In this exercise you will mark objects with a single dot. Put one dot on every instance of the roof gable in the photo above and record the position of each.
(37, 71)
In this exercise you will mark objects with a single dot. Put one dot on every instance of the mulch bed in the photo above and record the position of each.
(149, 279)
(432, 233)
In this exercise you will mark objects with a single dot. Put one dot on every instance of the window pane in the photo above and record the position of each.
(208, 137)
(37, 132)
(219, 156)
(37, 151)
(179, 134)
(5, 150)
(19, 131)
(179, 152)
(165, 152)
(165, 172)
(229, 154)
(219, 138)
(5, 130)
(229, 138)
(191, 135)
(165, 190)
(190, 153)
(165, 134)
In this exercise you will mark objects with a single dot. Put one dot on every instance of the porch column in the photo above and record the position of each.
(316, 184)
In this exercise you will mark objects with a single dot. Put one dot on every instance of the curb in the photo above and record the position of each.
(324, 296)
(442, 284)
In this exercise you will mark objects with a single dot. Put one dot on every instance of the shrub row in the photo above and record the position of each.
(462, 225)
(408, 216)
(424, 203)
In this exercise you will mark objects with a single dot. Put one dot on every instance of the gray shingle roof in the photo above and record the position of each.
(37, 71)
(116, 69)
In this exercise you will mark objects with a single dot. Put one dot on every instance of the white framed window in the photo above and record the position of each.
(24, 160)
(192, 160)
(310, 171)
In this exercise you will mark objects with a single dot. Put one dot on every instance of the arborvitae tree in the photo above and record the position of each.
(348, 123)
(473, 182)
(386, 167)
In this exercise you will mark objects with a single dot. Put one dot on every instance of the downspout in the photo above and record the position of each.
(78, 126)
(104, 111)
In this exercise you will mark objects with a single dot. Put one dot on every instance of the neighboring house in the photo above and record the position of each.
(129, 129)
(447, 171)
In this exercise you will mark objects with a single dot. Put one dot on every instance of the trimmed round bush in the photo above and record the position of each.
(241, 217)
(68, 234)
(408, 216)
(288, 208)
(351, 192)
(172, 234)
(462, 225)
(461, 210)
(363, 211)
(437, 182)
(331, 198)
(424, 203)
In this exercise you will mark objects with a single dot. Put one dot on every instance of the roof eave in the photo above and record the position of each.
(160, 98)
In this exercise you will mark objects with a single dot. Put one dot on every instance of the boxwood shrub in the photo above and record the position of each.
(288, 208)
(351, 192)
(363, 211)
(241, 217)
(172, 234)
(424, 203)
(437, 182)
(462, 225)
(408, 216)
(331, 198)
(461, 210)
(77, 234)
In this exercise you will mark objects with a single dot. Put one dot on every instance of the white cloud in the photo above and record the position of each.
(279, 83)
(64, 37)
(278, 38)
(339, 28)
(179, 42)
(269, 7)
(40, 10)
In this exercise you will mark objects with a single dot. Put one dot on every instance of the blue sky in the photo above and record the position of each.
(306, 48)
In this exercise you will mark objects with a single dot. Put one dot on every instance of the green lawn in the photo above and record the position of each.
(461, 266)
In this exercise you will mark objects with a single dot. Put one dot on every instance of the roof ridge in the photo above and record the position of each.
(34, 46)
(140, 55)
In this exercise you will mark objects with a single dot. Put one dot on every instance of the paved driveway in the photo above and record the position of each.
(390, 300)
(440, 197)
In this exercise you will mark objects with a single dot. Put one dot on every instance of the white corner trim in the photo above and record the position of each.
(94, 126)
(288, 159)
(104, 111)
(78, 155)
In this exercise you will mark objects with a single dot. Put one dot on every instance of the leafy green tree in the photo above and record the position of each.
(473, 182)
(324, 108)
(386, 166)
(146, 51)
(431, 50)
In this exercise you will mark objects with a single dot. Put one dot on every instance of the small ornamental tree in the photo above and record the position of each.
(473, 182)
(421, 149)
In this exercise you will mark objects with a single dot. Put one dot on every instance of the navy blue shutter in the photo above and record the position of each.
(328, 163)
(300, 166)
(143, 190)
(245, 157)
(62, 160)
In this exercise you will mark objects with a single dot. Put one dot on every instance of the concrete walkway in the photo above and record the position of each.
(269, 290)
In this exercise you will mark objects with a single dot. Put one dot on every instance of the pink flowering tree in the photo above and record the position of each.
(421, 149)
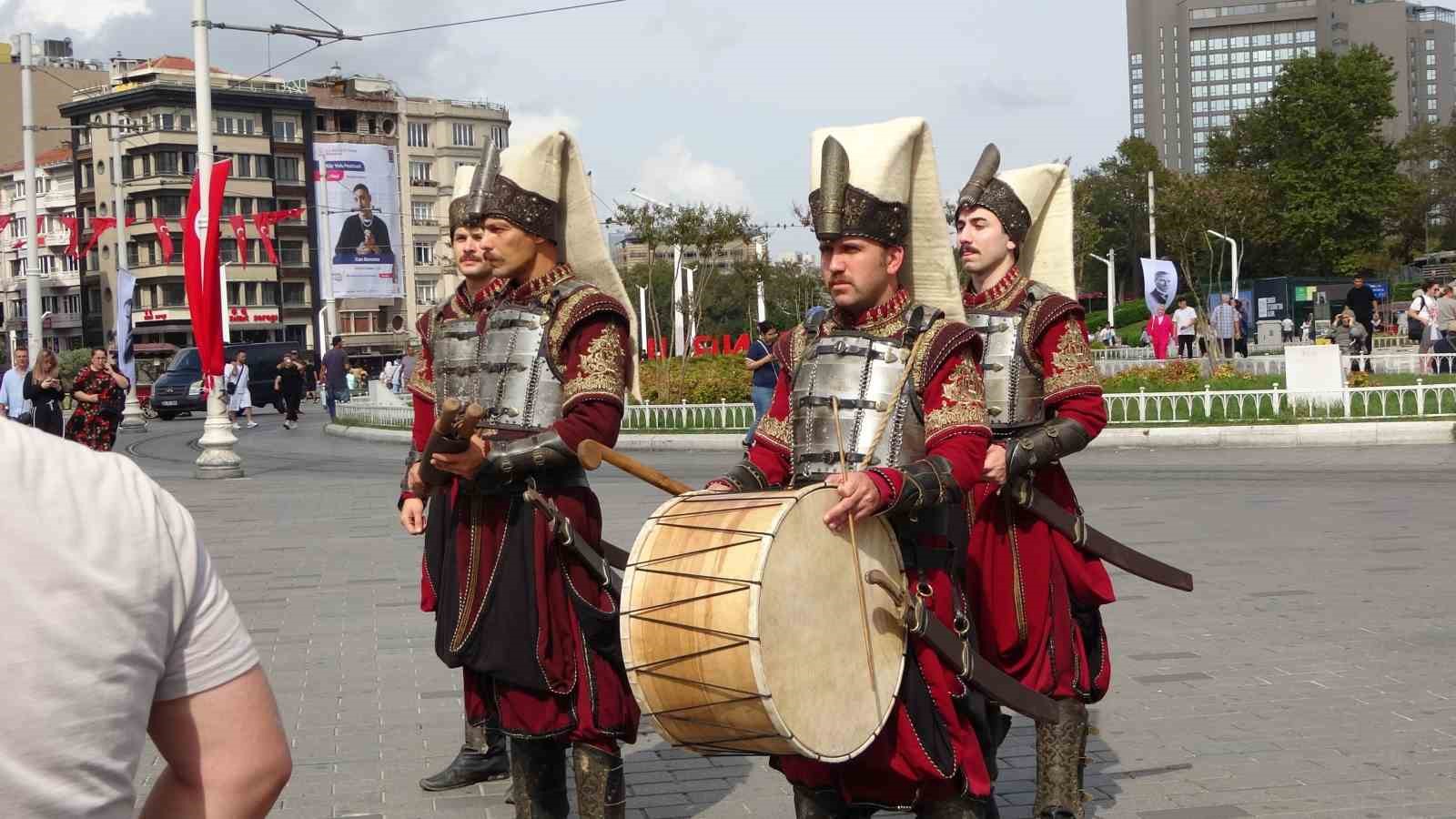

=======

◆ **Work instructions**
How many lines of the items above contain the string "roof", counting only matches with the same capitalization? Reply with the number alone.

◆ **Answer in full**
4